Write out, word for word, only the lines from the one containing "# test: put a marker on the path" through the final line of the data.

#### EXERCISE INPUTS

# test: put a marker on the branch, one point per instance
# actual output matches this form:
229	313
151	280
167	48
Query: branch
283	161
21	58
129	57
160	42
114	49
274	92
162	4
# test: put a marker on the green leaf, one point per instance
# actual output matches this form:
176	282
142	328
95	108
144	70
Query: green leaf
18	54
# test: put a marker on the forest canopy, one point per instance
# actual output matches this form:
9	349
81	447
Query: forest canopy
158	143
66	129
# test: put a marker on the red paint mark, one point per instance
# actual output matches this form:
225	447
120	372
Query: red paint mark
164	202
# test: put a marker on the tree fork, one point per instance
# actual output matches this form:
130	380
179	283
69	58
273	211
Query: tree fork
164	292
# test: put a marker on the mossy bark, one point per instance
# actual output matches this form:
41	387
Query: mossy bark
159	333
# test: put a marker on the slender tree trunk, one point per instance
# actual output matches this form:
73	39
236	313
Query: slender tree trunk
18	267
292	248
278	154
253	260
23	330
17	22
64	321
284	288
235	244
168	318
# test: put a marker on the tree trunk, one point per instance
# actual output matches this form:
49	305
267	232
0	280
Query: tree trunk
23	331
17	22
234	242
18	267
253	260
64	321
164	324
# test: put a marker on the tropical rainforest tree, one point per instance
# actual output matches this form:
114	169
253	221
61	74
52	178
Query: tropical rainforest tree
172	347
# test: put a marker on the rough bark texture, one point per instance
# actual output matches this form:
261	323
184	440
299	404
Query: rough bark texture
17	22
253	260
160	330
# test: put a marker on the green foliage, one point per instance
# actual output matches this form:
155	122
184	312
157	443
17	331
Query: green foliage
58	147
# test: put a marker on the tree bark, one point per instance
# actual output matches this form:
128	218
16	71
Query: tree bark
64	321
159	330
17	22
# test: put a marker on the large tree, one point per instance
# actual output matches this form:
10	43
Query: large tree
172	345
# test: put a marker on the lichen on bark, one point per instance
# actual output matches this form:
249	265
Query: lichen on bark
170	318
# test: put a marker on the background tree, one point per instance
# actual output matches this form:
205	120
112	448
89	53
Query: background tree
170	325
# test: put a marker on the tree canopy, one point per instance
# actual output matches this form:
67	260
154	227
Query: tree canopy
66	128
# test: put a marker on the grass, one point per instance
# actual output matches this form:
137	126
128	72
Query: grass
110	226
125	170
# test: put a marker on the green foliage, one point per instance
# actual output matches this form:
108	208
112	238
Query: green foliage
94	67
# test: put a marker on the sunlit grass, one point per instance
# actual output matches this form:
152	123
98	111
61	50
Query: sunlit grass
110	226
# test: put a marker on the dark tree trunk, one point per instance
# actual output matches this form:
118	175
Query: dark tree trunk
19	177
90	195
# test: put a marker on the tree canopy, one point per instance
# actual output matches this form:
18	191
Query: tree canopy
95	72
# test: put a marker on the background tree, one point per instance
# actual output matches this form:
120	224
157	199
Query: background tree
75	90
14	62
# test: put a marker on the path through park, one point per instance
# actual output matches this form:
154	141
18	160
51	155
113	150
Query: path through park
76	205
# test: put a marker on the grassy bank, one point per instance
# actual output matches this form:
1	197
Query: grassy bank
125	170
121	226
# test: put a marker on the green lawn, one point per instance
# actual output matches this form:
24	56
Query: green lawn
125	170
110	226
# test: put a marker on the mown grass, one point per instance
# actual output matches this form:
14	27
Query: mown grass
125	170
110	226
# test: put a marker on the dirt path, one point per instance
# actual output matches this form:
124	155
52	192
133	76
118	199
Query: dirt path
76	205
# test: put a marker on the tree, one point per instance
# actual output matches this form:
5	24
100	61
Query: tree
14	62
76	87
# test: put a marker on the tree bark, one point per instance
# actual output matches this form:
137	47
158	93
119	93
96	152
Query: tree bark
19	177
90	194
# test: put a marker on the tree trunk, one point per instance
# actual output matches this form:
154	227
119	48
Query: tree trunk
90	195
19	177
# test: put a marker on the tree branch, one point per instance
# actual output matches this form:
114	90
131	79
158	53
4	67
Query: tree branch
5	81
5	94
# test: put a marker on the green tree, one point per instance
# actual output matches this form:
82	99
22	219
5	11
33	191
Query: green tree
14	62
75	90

########

TASK ANSWER
# test: put a marker on the path through park, one point per instance
# actual output matches this form:
154	141
18	160
51	155
113	150
Query: path through park
76	205
# test: put a marker on the grassy bank, one point per instance
# actual output matches this form:
1	197
Query: grassy bank
125	170
121	226
# test: put a marker on the green lawn, one point per instance
# actual output matches this form:
24	56
Query: green lawn
125	170
110	226
# test: put a marker on the mown grass, one point per instance
# actual output matches this form:
14	27
Query: mown grass
125	170
110	226
# test: put a marker on the dirt path, one point per instance
# actual output matches this form:
124	155
52	192
133	76
118	199
Query: dirt path
76	205
# test: put a marker on the tree, one point per instance
# actual output matches this form:
5	24
100	61
Query: tree
14	62
76	87
# test: put a marker on the tree bark, one point per instance
# actual output matches this form:
137	47
158	93
119	93
96	152
Query: tree bark
19	177
90	194
# test: put a marker on the tree trunk, one point per instance
# actual output matches this form:
154	227
119	48
Query: tree trunk
90	195
19	177
# test: put a marker on the tree branch, one point per instance
# actual output matches this form:
114	90
131	79
158	53
4	67
Query: tree branch
5	81
5	94
# test: put a marker on the green tree, one point per instance
# actual output matches this form:
82	99
22	219
5	11
33	191
Query: green tree
14	62
75	90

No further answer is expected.